[Passage shown]
-- begin --

On Nov 7, 2013, at 5:42 AM, Alex Kempster <[email protected]> wrote:

> I would like to help develop source code for this project. From my research
> I understand that GnuCash is based on C and GTK+. I know that the code can
> be accessed at:
> 
> http://svn.gnucash.org/repo/gnucash/trunk
> 
> I looked through the FAQ but was unable to find a route in to helping
> develop for this project.
> Can anybody provide information as to a good starting point such as
> code tidying or minor
> 
> patches and modifications? I am a competent C programmer and I have
> dabbled a little bit
> on GTK, SDL and OpenGL. I also have a few years experience working on
> parallelization of
> programs using OpenMP. I realise that GnuCash only runs on a single
> processor core so
> 
> improving the performance of calculations such as large for loops is
> something that I feel
> 
> could enhance the project. Can I add support for using multiple
> processor cores using OpenMP
> 
> and if so, where would be a good place for me to start? Finally, I
> can't find any information on
> 
> setting up development under linux, is there a guide for this or
> general tool-suite that is
> 
> commonly used?
> 
> Thank you for your time!

Welcome!

The usual way for people to start getting involved with any open source 
project, Gnucash
included, is to work on bugs. We have an extensive and diverse collection on 
Gnome's Bugzilla at https://bugzilla.gnome.org/query.cgi. Select Gnucash from 
the project list and pick a subsystem to narrow the list a bit, then click on 
"search".

-- end --

[Given information]
-- begin --

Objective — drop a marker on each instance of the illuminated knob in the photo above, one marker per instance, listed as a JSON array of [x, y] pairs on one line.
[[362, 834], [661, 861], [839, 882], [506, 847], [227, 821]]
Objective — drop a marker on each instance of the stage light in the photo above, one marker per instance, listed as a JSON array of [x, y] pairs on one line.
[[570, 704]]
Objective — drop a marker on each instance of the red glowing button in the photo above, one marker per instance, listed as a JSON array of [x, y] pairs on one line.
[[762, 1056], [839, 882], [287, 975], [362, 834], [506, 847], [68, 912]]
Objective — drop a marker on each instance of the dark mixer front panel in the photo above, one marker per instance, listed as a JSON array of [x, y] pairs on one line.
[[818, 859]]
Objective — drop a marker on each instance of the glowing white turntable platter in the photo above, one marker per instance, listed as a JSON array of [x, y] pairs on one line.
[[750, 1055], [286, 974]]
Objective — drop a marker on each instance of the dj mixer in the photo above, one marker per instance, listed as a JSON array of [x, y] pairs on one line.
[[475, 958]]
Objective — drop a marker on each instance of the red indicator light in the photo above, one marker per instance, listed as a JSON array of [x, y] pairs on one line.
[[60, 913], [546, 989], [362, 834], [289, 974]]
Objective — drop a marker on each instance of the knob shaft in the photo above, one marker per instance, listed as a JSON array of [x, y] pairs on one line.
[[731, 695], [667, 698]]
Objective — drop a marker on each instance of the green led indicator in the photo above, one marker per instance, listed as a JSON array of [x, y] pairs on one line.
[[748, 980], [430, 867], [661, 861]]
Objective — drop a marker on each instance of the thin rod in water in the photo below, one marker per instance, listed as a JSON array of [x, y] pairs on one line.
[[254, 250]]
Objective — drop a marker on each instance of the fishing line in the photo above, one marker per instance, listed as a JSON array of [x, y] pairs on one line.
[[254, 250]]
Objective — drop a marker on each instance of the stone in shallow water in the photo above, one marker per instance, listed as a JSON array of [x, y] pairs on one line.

-- end --

[To do]
1: In the GnuCash email, where does the reply say the project's collection of bugs is kept?
2: What are all the programming languages, libraries, and tools that Alex Kempster says he has experience with in the GnuCash email?
3: Can you write out everything in the GnuCash email from "On Nov 7, 2013, at" down to "develop for this project."?

[Problem solutions]
1: On Gnome's Bugzilla, at https://bugzilla.gnome.org/query.cgi.

2: C, GTK, SDL, OpenGL, and OpenMP.

3:
On Nov 7, 2013, at 5:42 AM, Alex Kempster <[email protected]> wrote:

> I would like to help develop source code for this project. From my research
> I understand that GnuCash is based on C and GTK+. I know that the code can
> be accessed at:
> 
> http://svn.gnucash.org/repo/gnucash/trunk
> 
> I looked through the FAQ but was unable to find a route in to helping
> develop for this project.